▸ **Requirements**: Reproduce the listing exactly, with no pictures in your copy.

▸ **Stored rows**:
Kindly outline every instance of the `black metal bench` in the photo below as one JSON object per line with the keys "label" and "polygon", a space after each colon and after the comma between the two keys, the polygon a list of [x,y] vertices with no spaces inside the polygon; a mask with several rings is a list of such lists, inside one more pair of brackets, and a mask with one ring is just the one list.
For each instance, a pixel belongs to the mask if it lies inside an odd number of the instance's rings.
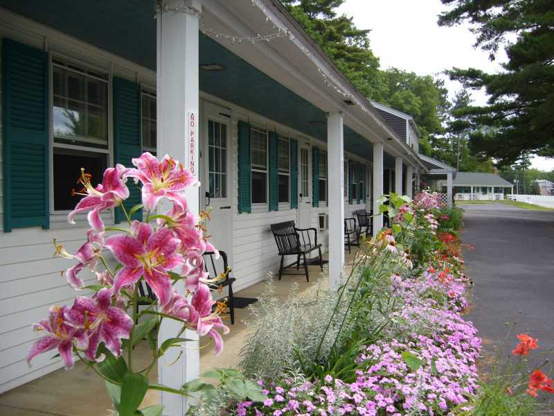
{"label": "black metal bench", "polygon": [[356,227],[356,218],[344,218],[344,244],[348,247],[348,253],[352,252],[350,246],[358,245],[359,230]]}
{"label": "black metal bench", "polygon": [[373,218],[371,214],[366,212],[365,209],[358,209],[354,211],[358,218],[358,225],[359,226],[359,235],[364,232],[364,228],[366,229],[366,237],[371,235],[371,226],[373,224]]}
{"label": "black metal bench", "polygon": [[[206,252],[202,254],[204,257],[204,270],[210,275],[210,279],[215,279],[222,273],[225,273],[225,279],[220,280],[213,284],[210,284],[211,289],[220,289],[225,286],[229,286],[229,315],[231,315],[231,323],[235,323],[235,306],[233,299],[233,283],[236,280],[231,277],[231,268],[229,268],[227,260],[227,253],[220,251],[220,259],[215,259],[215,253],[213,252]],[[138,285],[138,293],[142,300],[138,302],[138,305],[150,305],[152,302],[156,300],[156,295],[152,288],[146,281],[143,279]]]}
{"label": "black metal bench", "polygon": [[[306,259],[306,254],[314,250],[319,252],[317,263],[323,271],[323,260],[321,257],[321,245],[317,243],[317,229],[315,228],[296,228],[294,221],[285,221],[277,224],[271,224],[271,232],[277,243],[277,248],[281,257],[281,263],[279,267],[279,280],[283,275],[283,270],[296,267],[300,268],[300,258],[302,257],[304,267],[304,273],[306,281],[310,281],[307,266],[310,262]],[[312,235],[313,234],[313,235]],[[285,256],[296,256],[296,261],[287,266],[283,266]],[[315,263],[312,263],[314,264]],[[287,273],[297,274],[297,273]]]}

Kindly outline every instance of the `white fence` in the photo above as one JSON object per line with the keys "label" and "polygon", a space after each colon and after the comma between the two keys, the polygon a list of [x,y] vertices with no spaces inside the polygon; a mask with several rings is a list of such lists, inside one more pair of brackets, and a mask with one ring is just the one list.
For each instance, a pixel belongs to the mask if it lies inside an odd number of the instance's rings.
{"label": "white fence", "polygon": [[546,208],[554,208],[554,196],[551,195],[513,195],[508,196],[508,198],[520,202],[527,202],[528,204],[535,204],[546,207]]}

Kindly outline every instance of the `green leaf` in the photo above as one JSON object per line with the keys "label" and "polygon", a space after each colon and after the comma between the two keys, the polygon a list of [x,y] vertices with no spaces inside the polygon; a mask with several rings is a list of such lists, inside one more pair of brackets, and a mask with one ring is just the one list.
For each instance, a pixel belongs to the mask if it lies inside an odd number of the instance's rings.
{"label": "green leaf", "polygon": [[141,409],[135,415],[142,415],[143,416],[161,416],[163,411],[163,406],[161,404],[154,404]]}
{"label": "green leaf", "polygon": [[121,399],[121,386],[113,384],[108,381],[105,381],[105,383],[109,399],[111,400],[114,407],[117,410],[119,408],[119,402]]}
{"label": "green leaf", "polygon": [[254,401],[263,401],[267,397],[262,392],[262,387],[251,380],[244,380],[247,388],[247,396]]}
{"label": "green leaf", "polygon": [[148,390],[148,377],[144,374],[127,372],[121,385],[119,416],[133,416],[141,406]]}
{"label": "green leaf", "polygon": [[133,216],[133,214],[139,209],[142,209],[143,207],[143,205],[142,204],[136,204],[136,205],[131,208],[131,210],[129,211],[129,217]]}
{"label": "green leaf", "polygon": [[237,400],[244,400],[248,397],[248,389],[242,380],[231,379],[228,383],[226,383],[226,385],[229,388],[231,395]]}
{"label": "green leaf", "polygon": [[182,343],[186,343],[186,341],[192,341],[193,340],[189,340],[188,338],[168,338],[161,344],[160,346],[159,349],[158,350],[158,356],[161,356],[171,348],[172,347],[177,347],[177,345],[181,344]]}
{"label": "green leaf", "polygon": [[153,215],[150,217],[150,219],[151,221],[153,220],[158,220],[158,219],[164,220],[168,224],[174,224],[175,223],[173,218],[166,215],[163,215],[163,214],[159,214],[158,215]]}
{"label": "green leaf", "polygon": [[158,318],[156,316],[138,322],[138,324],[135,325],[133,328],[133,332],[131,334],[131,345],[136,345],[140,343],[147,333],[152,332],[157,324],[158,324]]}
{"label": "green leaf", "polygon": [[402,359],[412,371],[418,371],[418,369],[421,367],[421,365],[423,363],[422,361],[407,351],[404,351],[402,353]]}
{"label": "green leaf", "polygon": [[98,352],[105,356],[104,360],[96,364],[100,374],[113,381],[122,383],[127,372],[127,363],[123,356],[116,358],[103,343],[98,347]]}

▸ **Solution below**:
Kindly outline every instance of the `black metal bench` in the photo below as one JSON object per line with the keys "label" and "polygon", a space after each colon and after the comma between the two keys, the polygon a list of [x,y] vertices with no spaces inside the polygon; a mask with several rings is a list of such lists, inside one more pair of brackets, and a mask with one ring is just the one list.
For each instance, a pixel belongs to the mask if it lies inside an odd number of the instance's rings.
{"label": "black metal bench", "polygon": [[356,227],[356,218],[344,218],[344,244],[348,247],[348,253],[352,252],[350,246],[358,245],[359,230]]}
{"label": "black metal bench", "polygon": [[373,218],[371,214],[366,212],[365,209],[358,209],[354,211],[358,218],[358,225],[359,226],[359,235],[364,232],[364,228],[366,229],[366,237],[371,235],[371,226],[373,224]]}
{"label": "black metal bench", "polygon": [[[206,252],[202,254],[204,257],[204,270],[210,275],[210,279],[215,279],[222,273],[225,273],[225,279],[220,280],[213,284],[210,284],[211,289],[220,289],[225,286],[229,286],[229,315],[231,315],[231,323],[235,323],[235,306],[233,299],[233,283],[236,280],[231,277],[231,268],[229,268],[227,260],[227,253],[220,251],[220,259],[215,259],[215,253],[213,252]],[[138,285],[138,293],[142,300],[138,302],[138,305],[150,305],[152,302],[156,300],[156,295],[152,288],[146,281],[143,279]]]}
{"label": "black metal bench", "polygon": [[[306,259],[306,254],[314,250],[319,252],[317,263],[323,271],[323,260],[321,257],[321,245],[317,243],[317,229],[315,228],[296,228],[294,221],[285,221],[277,224],[271,224],[271,232],[277,243],[277,248],[281,257],[281,263],[279,267],[279,280],[283,275],[283,270],[296,267],[300,268],[300,258],[302,257],[304,267],[304,273],[306,281],[310,281],[307,266],[310,262]],[[312,235],[313,234],[313,235]],[[285,256],[296,256],[296,261],[287,266],[283,266]],[[315,263],[312,263],[314,264]],[[287,273],[297,274],[297,273]]]}

Kindly outline every instance of the `white fence` in the photo above as one JSON object per line with the keys "label" and "polygon", a space after each colon and after the comma between the two keys, the polygon a list of [x,y] vertices with no spaces inside the polygon; a mask with several rings is a list of such lists, inside one more pair of brackets, and a mask with one ring is just the one list.
For each instance, a pixel belongs to the mask if it lies inside an odd number of the instance's rings.
{"label": "white fence", "polygon": [[546,208],[554,208],[554,196],[551,195],[513,195],[508,196],[508,198],[520,202],[527,202],[528,204],[535,204],[546,207]]}

Kindly outline every instance of the `green leaf` in the photo above as one JSON object per line with the keys "label" and "polygon", a space after each colon and after the comma between the two keys, the polygon a list of [x,y] vertices with no spaces inside the polygon; a mask with several rings is a list of such lists, inside one more pair of brackets, and a mask with one ring is just the one list.
For each instance, a pixel belongs to the mask if it lies inside an odd number of the instance's rings.
{"label": "green leaf", "polygon": [[141,409],[135,415],[142,415],[143,416],[161,416],[163,411],[163,406],[161,404],[154,404]]}
{"label": "green leaf", "polygon": [[121,399],[121,386],[113,384],[108,381],[105,381],[105,383],[109,399],[111,400],[114,407],[117,410],[119,408],[119,402]]}
{"label": "green leaf", "polygon": [[254,401],[263,401],[267,397],[262,392],[262,387],[251,380],[244,380],[247,388],[247,396]]}
{"label": "green leaf", "polygon": [[148,390],[148,377],[144,374],[127,372],[121,385],[119,416],[133,416],[141,406]]}
{"label": "green leaf", "polygon": [[133,216],[133,214],[139,209],[142,209],[143,207],[143,205],[142,204],[136,204],[136,205],[131,208],[131,210],[129,211],[129,217]]}
{"label": "green leaf", "polygon": [[237,400],[244,400],[248,397],[248,389],[242,380],[231,379],[228,383],[226,383],[226,385],[229,388],[231,395]]}
{"label": "green leaf", "polygon": [[182,343],[186,343],[186,341],[192,341],[193,340],[189,340],[188,338],[168,338],[161,344],[160,346],[159,349],[158,350],[158,356],[161,356],[171,348],[172,347],[177,347],[177,345],[181,344]]}
{"label": "green leaf", "polygon": [[153,215],[150,217],[150,219],[151,221],[153,220],[158,220],[158,219],[164,220],[168,224],[174,224],[175,223],[173,218],[166,215],[163,215],[163,214],[159,214],[158,215]]}
{"label": "green leaf", "polygon": [[158,318],[156,316],[138,322],[138,324],[135,325],[133,328],[133,332],[131,334],[131,345],[136,345],[140,343],[147,333],[152,332],[157,324],[158,324]]}
{"label": "green leaf", "polygon": [[402,359],[412,371],[418,371],[418,369],[421,367],[421,365],[423,363],[422,361],[407,351],[404,351],[402,353]]}
{"label": "green leaf", "polygon": [[98,352],[105,356],[104,360],[96,364],[100,374],[113,381],[122,383],[127,372],[127,363],[123,356],[116,358],[103,343],[98,347]]}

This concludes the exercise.